> Tasks and exercises
a. Answer these from the passage on China's concert economy:
(i) Authorities in which province addressed consumer rights concerns during a regulatory talk?
(ii) By how much did retail sales in China rise year on year in June?
(iii) From what growth rate in May last year did retail sales drop sharply?
b. Translate this sentence from the passage on China's concert economy into Spanish: "They criticised ticket platforms and concert organisers for unfair practices, including high refund charges and misleading marketing."
c. Please copy from the passage on China's concert economy everything from "But despite the" down to "3.1 per cent.", word for word.

Beyond the supportive policies and funding, authorities in Jiangsu province also addressed consumer rights concerns during a regulatory talk earlier this month.

They criticised ticket platforms and concert organisers for unfair practices, including high refund charges and misleading marketing.

But despite the roaring live concert industry and its role as spending catalyst, retail sales growth in China has remained tepid, rising by just 2 per cent in June year on year, compared with 3.7 per cent growth seen in May, marking the slowest pace since China lifted its coronavirus restrictions at the end of 2022.

Retail sales have languished in single digits since June last year, when the growth rate dropped sharply from 12.7 per cent in May to 3.1 per cent.

Yeung also expressed concern about whether the music concert economy would boost domestic consumption in the long term as the trend of job lay-offs and wage cuts is still lingering.

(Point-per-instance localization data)
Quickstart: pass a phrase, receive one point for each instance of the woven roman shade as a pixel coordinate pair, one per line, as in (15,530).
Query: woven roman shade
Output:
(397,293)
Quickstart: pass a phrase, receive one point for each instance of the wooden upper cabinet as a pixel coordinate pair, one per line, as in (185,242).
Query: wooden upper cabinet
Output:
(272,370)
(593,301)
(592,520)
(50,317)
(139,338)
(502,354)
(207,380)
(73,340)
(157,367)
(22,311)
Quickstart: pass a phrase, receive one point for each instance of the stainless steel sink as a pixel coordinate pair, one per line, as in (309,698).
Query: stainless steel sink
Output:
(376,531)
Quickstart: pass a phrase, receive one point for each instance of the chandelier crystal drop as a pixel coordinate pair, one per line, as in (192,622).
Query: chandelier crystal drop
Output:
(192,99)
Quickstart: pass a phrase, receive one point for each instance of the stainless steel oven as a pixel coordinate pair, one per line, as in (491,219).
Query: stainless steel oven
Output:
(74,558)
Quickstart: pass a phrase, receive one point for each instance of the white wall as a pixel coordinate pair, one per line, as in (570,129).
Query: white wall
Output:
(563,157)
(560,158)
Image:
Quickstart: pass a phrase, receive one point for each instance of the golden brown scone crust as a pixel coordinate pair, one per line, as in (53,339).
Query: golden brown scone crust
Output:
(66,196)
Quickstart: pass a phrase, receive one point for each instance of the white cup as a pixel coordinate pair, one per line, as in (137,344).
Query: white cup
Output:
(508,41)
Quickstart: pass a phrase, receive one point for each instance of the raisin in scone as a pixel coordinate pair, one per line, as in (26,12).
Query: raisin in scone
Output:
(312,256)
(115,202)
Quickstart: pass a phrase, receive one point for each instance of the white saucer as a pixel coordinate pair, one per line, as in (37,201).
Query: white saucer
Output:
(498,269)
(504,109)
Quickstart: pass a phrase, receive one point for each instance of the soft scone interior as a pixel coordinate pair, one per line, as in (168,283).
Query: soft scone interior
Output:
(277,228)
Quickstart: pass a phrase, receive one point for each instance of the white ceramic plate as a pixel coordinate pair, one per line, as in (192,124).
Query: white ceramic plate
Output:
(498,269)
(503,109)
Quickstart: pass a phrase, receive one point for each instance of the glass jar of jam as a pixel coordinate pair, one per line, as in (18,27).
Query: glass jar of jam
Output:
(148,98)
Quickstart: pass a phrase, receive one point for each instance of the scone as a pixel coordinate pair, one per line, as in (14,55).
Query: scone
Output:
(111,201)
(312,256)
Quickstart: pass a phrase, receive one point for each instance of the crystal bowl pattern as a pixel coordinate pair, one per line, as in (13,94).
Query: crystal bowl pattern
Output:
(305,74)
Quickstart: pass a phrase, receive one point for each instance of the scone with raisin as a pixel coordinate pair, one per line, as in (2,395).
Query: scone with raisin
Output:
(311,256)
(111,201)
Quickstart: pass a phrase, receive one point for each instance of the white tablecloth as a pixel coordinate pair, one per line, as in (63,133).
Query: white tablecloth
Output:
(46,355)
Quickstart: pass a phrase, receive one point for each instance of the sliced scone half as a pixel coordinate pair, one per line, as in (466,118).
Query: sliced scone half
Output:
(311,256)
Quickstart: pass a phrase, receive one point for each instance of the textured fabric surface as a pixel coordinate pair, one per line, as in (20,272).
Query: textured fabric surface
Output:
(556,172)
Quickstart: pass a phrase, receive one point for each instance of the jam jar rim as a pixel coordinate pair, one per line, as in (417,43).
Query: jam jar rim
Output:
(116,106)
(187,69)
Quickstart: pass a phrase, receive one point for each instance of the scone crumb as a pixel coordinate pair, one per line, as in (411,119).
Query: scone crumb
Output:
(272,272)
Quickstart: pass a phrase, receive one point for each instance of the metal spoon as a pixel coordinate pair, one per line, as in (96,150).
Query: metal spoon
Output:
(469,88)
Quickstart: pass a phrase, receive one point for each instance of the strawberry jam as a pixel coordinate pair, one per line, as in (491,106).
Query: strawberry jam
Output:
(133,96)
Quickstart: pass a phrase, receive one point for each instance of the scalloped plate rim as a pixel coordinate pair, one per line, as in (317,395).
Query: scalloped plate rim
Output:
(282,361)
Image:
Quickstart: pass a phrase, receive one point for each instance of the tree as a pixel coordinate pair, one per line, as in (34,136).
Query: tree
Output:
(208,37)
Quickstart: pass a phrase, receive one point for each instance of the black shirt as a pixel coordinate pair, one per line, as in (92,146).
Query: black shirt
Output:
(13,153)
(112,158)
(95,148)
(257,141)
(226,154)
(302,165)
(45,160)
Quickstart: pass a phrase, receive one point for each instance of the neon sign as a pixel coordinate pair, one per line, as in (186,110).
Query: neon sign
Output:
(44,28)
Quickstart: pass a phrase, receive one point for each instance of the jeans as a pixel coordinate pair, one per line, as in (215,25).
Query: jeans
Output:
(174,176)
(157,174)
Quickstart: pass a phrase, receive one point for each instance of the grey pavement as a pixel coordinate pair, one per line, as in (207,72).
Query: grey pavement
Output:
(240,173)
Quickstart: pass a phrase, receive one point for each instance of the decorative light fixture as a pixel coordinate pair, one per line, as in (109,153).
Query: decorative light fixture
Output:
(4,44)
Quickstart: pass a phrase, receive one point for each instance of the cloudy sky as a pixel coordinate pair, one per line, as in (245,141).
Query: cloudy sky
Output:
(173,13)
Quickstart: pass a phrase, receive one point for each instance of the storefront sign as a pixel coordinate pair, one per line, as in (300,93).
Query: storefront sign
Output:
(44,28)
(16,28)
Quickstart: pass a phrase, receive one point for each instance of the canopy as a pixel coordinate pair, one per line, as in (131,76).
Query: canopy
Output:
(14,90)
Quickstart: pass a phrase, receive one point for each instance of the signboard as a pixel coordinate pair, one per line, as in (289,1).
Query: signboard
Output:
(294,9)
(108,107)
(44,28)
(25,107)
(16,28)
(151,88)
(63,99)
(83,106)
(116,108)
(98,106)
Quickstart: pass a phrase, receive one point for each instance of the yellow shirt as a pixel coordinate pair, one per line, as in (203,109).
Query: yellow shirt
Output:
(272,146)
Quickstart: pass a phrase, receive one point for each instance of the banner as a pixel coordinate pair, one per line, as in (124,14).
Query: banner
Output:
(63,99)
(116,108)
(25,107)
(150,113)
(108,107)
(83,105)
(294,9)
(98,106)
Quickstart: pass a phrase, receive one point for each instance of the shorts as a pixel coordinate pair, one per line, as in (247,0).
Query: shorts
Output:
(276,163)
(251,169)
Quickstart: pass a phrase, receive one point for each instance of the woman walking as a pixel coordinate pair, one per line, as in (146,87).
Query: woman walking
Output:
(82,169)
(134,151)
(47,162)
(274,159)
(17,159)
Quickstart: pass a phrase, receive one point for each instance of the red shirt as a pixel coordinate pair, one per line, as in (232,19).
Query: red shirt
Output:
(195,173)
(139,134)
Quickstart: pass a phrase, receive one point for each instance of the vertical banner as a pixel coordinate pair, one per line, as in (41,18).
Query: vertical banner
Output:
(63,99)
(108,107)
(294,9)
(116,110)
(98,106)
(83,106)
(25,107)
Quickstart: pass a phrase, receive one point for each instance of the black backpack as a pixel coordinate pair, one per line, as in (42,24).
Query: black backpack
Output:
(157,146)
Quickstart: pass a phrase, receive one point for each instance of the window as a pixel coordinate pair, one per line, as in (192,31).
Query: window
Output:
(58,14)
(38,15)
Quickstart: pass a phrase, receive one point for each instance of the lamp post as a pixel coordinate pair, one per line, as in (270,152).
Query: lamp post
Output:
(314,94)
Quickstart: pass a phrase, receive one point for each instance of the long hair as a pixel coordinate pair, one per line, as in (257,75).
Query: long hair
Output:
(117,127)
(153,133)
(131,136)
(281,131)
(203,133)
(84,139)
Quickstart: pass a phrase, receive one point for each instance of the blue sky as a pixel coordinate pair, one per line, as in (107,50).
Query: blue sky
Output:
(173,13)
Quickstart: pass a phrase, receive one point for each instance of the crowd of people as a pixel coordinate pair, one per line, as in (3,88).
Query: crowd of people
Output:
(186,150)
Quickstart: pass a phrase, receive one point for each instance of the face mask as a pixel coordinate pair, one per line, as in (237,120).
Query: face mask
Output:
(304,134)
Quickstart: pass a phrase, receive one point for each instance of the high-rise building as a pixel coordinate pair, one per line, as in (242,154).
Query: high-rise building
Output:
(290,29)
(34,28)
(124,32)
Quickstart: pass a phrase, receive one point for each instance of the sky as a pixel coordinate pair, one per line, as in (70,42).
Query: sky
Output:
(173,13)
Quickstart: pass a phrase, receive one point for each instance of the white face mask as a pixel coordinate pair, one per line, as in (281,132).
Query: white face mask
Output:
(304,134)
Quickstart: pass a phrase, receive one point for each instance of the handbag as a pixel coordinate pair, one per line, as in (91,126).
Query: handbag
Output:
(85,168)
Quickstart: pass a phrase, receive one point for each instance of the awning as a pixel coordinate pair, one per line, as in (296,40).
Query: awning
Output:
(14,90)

> Answers given
a.
(i) Jiangsu
(ii) 2 percent
(iii) 12.7 percent

b. Criticaron a las plataformas de venta de entradas y a los organizadores de conciertos por prácticas desleales, entre ellas los elevados cargos por reembolso y la publicidad engañosa.

c.
But despite the roaring live concert industry and its role as spending catalyst, retail sales growth in China has remained tepid, rising by just 2 per cent in June year on year, compared with 3.7 per cent growth seen in May, marking the slowest pace since China lifted its coronavirus restrictions at the end of 2022.

Retail sales have languished in single digits since June last year, when the growth rate dropped sharply from 12.7 per cent in May to 3.1 per cent.